Listing
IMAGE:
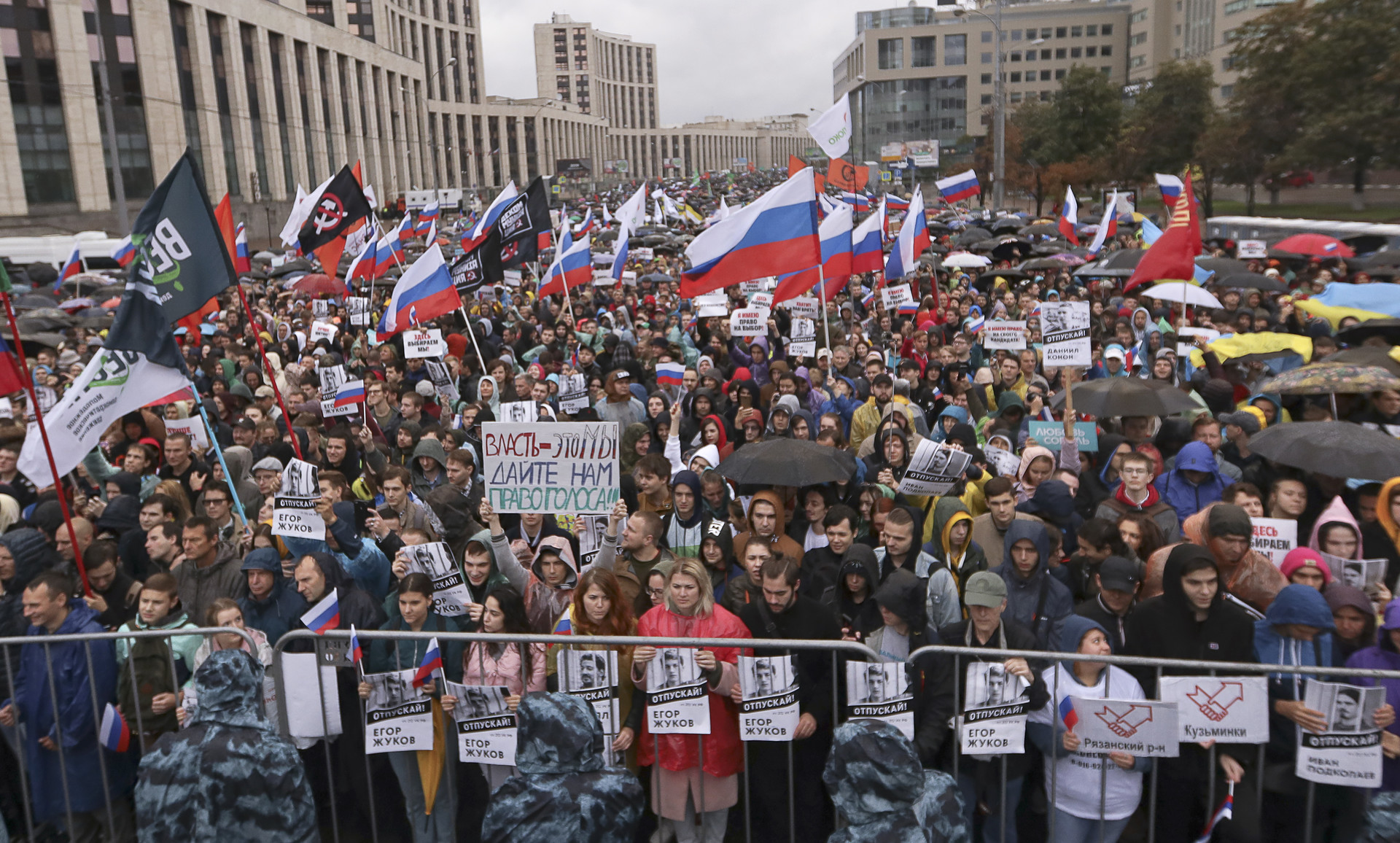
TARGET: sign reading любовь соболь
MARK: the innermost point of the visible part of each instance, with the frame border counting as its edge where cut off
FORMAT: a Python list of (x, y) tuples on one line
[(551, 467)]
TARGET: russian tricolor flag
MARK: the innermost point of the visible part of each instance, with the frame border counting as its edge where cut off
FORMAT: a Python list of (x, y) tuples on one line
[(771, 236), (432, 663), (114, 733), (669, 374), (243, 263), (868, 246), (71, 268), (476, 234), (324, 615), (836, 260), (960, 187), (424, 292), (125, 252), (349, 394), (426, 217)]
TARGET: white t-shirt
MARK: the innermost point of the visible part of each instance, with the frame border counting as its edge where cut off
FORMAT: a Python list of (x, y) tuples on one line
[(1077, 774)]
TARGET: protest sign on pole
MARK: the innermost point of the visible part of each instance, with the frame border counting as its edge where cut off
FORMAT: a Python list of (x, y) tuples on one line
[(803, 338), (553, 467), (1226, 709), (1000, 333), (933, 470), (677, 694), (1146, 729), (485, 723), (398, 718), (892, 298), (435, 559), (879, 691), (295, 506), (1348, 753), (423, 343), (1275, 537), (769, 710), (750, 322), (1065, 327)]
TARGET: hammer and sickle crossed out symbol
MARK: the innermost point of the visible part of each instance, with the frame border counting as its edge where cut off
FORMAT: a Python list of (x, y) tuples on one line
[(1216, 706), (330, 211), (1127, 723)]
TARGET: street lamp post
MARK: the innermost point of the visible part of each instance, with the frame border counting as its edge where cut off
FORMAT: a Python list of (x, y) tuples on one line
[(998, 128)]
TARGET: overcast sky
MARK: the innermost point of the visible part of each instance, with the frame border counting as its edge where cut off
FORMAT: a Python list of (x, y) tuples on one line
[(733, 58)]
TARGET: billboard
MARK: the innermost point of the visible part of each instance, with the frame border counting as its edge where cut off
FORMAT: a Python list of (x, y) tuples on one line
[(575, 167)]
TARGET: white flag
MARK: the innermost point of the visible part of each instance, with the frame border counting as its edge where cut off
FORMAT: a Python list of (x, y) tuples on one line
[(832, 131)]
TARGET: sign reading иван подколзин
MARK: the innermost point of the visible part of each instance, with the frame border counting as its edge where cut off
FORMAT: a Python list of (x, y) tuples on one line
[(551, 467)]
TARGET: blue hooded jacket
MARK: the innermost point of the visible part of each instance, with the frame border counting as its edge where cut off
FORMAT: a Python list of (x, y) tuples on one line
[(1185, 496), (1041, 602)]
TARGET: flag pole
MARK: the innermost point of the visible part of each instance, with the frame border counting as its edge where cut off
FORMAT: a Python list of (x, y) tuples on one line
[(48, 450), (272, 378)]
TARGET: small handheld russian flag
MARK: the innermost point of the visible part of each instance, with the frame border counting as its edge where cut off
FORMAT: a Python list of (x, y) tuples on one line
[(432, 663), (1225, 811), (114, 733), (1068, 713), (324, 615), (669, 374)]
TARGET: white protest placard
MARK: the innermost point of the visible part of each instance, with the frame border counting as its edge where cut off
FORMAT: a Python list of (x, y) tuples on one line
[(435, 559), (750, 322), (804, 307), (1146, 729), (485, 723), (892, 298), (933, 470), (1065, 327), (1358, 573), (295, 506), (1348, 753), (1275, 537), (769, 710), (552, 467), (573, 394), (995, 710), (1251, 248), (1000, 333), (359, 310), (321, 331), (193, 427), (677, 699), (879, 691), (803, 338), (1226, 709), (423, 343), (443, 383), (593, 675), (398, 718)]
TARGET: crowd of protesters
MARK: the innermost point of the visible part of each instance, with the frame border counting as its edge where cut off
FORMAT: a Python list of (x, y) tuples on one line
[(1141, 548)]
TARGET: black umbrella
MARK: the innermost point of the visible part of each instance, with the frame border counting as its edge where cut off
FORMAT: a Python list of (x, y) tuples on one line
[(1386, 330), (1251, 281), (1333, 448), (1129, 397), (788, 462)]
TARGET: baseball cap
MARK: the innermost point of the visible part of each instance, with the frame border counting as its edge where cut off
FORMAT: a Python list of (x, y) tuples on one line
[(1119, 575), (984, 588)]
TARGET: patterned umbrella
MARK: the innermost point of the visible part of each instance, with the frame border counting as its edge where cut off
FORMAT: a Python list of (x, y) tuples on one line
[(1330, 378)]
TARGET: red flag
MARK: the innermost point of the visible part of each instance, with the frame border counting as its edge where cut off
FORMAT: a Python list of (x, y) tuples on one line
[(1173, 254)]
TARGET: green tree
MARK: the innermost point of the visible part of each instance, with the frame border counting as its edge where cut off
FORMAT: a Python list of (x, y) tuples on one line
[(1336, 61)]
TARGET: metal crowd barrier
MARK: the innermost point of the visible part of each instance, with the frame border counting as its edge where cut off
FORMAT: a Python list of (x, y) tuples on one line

Prompt
Please copy all of the lines above word for word, leaving the pictures out of your answer.

Exercise answer
IMAGE:
TARGET: sign reading любовь соболь
MARK: the innermost point of the visible part of each instance, with the frame border counting as its edge where cut off
FORMAT: a Python list of (x, y) tuples on one line
[(551, 467)]
TARGET: russian tricolor flag
MARK: the innermost point of the visible part of each instance, with the frame border counting as its edge where cut off
FORMAT: a Python list of (x, y) tuples on one line
[(771, 236), (432, 663), (114, 733), (669, 374), (243, 263), (868, 246), (71, 268), (476, 234), (324, 615), (836, 260), (960, 187), (424, 292), (125, 252), (349, 394), (426, 217)]
TARGET: white t-shirt
MARK: the innermost point of the visible part of each instance, with the frame border counting as its edge where cut off
FORMAT: a Python list of (x, y) tuples on one line
[(1077, 774)]
TARGET: protest sign on pole
MARK: the innermost point of the visible part of each instance, with the frame border counting as its edge where cut off
FORMAT: a Python list of (x, y) tuples on one line
[(803, 338), (553, 467), (1226, 709), (1000, 333), (933, 470), (677, 694), (1146, 729), (485, 723), (398, 718), (892, 298), (435, 559), (879, 691), (295, 506), (1348, 753), (423, 343), (1275, 537), (769, 710), (750, 322), (1065, 327)]
TARGET: hammer and sickle crossed out symbol
MARK: the innermost point of the visible part of each instance, with the frame border counting as its edge where cut off
FORMAT: a Python list of (x, y) tuples on one line
[(1216, 706), (330, 211), (1127, 723)]
TARGET: street lamp post
MARK: the innermost point of the visible part of each instance, with the frame border counting as its edge where cut off
FORMAT: a Python list of (x, y) tuples on one line
[(998, 128)]
TARGET: overcast sky
MARK: the innermost point of the visible part of each instance, with the frame border counting as its edge where cut off
FORMAT: a Python list of (x, y) tuples on one line
[(733, 58)]
TARGET: billboard
MARK: the innermost point of the visible part of each instance, with the frame border counting as its edge where cut off
FORMAT: a Python list of (x, y) tuples on one line
[(575, 167)]
TARGET: white flag
MARK: the innermost point of the visible part of each instance, with the frame border counting as its edge where cut off
FORMAT: a Python list of (x, y) tuples on one line
[(832, 131)]
TARGET: sign reading иван подколзин
MARK: the innermost point of the visible part of each instance, with the frame border counting as its edge where cut off
FORMAT: a Python list of (x, y) tuples on one line
[(551, 467)]
TARGET: blue hooded jacket
MARK: the innermost point of the visible part of each instance, with the frame border counting as its edge where cut off
FORMAT: a Python list of (x, y) tuples on one line
[(1185, 496), (1041, 602)]
TARGET: flag pole
MARK: the innermost point of the visible part of each instance, with the frame border counting as its edge where cut off
FORMAT: a Python list of (x, y) tuples on one line
[(48, 450), (272, 378)]
TARGET: small handheld russian flag
MARK: the innermost point of the visible part of each instance, with the frame border counting as its edge where cut off
FORMAT: a Python list of (x, y) tuples on one line
[(432, 663), (1225, 811), (114, 733), (1068, 713), (324, 615), (669, 374)]
TARGET: white protest placard
MARK: the innermost point of the visible part of each instance, with the frame border counting as its edge where cut off
FORMAT: a Python list of (x, y) tuples on one line
[(435, 559), (750, 322), (804, 307), (1146, 729), (485, 723), (892, 298), (933, 470), (1065, 327), (1358, 573), (295, 506), (1348, 753), (1275, 537), (769, 710), (552, 467), (573, 394), (995, 710), (1251, 248), (1000, 333), (359, 310), (321, 331), (193, 427), (677, 699), (879, 691), (803, 338), (1226, 709), (423, 343), (443, 383), (593, 675), (398, 718)]
TARGET: crowd of protesters
MARK: the innermost point of the visible part of each instance, with the frame border counting as its edge where cut off
FORMAT: a Python list of (x, y) tuples on one line
[(1141, 548)]
TARGET: black umbrella
MARK: the innermost point of the visible part of each instance, with the frame border counting as its edge where cut off
FORMAT: a Python list of (x, y) tuples on one line
[(1386, 330), (1251, 281), (1333, 448), (1129, 397), (788, 462)]
TARGET: baseball cap
MARK: the innermost point of the visible part of each instance, with the frame border counting as its edge where cut off
FORMAT: a Python list of (x, y) tuples on one line
[(1119, 575), (984, 588)]
TARGET: patterned umbrella
MARK: the innermost point of the visible part of each instance, with the frame border counting as its edge where cut off
FORMAT: a Python list of (x, y) tuples on one line
[(1330, 378)]
TARGET: red flag
MARK: the innermost point of the visible part of each instance, with the frame border counting as its edge where cut off
FORMAT: a Python list of (x, y) tuples on one line
[(1173, 254)]
TARGET: green tree
MARK: the innermost point of the visible part of each instance, with the frame border counting as its edge where cut off
FORMAT: a Python list of (x, y) tuples on one line
[(1336, 61)]
TARGET: metal crowd barrier
MARK: the innermost point of the visible part of each instance, with the frame border counting as its edge where cut off
FORMAT: a Python list of (x, y) tuples on one line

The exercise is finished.